▶ Text section
The title of the event, “First New Novel for Seven Years” certainly drew a huge appreciative audience to the Book Festival to hear Dame Margaret Drabble talk about her 18th novel, "The Pure Gold Baby".
This was published exactly 50 years since her delicious debut, “A Summer Bird Cage” in 1963.
Tall and elegant in a flowing coral red dress with matching shoes, Dame Margaret strode on to the platform accompanied by Ramona Koval, (an exemplary presenter through sparkling, intelligent conversation with a humorous touch.)
So why did “The Pure Gold Baby” have such a lengthy gestation period? We learn that the background story is based on fact, inspired by the situation of a real family. Drabble spent five years composing the narrative, unsure if it could be published, until she received permission from the people fictionalised in the story.
To introduce the plot-line she reads an extract from page 4 about a young girl, Jess whose baby daughter Anna is a peaceful, contented, happy child, ready to smile at strangers. “ She was born that way, her condition. .. supernatural in her happiness.”
This passage is narrated with a gentle pace, savouring each phrase with poetic inflection; she goes on to express her interest in using specific words (prolaptic meaning foreseen), and her love of language.
Jess knows Anna is different and soon identified as a child with special needs. For Jess in her early twenties, living alone in Finsbury Park, North London, it's a challenge, as related through this personal study of a family, a friendship and a neighbourhood from the 1960s to the present day.
There’s a discussion on the way medical science has evolved since the 1960s when foetal genetic disorders could not be tested, and when sunbathing was good for you.
To evoke the period, there are “memory triggers” such as early fast food, Butterscotch Instant Whip “the synthetic flavour was really quite nice,” Margaret recalls with a laugh.
We hear about her fascination with African explorers, the two Scotsmen, Livingstone and Park. Jess is an anthropologist which provides a narrative link between Livingstone’s work and the plight of African communities today.

[Dataset items]

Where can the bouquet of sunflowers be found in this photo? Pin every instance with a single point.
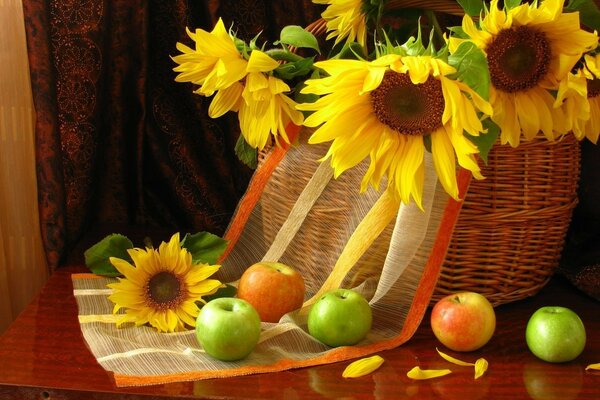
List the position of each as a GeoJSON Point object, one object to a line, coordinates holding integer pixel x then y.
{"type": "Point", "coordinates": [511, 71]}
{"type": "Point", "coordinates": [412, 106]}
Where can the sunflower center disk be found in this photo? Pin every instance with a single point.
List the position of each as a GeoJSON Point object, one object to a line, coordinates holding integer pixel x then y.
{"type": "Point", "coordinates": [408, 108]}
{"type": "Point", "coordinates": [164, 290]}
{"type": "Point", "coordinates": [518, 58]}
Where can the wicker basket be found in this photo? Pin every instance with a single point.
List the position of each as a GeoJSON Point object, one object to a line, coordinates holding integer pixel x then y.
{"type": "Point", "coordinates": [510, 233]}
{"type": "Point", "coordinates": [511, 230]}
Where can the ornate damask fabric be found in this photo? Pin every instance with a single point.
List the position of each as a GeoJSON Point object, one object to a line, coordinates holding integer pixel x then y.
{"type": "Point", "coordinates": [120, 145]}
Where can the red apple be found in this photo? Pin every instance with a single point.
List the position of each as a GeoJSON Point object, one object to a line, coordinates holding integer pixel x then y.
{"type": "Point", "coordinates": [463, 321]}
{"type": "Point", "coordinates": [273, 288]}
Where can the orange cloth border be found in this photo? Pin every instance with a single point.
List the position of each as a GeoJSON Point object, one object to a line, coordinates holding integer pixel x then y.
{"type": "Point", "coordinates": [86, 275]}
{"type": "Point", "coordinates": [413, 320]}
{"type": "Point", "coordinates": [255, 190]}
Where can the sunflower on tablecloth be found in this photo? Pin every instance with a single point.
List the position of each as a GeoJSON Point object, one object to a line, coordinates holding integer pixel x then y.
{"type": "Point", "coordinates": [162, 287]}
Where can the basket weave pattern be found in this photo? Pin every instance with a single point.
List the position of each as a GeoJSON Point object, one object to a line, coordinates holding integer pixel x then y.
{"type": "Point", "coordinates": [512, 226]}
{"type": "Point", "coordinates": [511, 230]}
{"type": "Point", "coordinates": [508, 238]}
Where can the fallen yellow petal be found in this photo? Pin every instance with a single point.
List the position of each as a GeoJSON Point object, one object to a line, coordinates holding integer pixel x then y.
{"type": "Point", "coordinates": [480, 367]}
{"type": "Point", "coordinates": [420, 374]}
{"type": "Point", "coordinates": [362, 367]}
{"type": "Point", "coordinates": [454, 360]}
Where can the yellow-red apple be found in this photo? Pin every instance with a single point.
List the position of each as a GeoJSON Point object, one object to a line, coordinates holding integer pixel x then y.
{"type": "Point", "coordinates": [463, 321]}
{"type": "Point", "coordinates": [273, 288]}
==
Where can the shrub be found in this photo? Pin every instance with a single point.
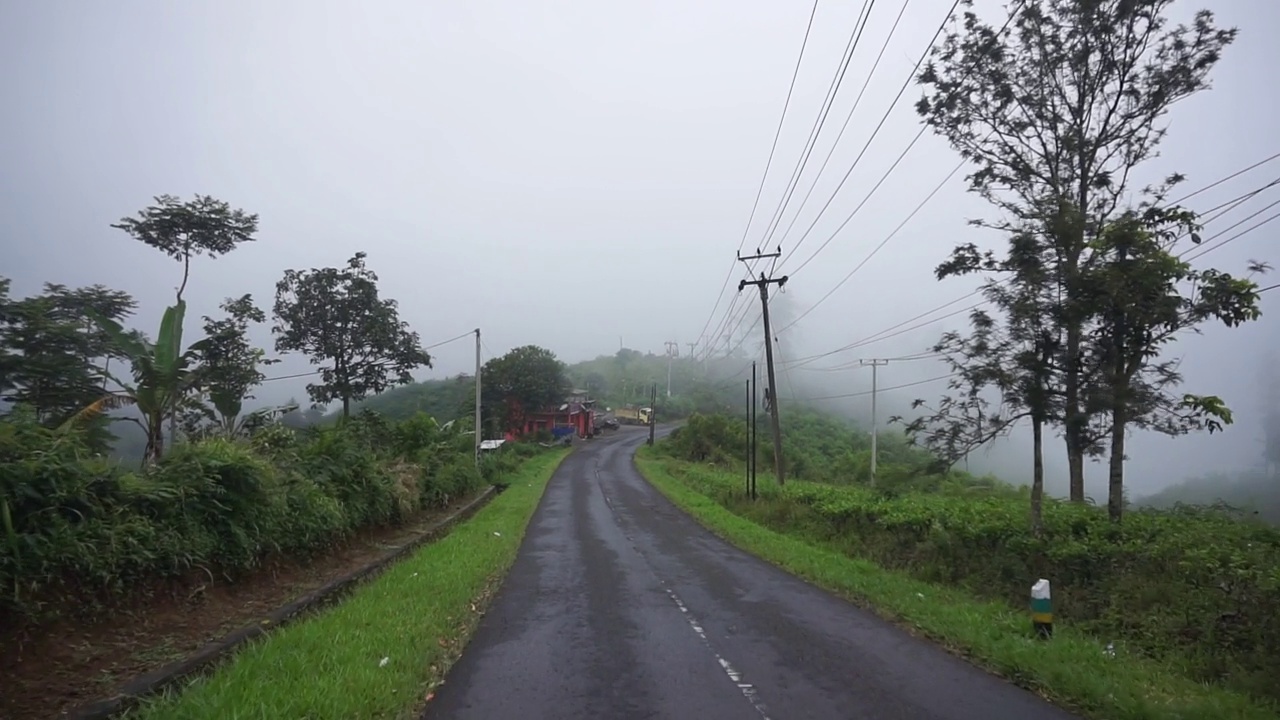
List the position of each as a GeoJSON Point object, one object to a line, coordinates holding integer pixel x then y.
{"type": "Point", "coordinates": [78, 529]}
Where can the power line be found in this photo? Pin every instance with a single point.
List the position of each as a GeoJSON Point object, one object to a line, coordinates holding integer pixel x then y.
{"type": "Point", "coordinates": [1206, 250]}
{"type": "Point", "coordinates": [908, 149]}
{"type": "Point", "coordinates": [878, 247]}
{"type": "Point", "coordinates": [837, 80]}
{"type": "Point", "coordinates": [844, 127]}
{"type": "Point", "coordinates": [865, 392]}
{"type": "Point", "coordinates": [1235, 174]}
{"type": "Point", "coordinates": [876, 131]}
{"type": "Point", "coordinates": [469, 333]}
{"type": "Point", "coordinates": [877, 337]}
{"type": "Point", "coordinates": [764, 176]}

▶ Exercise instructions
1 > In the account of Margaret Drabble's Book Festival talk, how many years did Drabble spend composing the narrative of "The Pure Gold Baby"?
2 > Continue the account of Margaret Drabble's Book Festival talk, starting after its final sentence.
The dataset items are separate from the account of Margaret Drabble's Book Festival talk.

▶ Answers to the tasks
1 > Five years.

2 >
Questions from the audience: One gentleman enquired if "The Pure Gold Baby" is a woman’s novel to which she replied not at all, that she has no reader in mind when she writes. This prompted one of her male reader fans in the audience to warmly recommend this excellent novel to us all.
And then a final anecdote. Margaret Drabble had travelled to Edinburgh by train, departing the West Country at 11.30am, arriving at 7.15pm. This gave plenty time to read and observe a family sitting in the same carriage: the mother, a kind, caring father and two children all chatting together.
During the journey, the woman had mentioned having to change trains at Waverley to travel on to Dunfermline where she was looking forward to a large glass of wine after the long journey. How romantic, remarked Drabble, reminded of the poem, “The King sat in Dunfermline toun, drinking his blude red wine…”
When they all got off at Waverley, she saw with surprise that "the father" went off by himself - not with the family at all.!
As was so apparent in this tale, she finds stories, characters and romance, in the world around her. Perhaps this incident of a brief encounter on the train will inspire her 19th novel over the next year or two.
“The Pure Gold Baby” by Margaret Drabble is published by Canongate Books.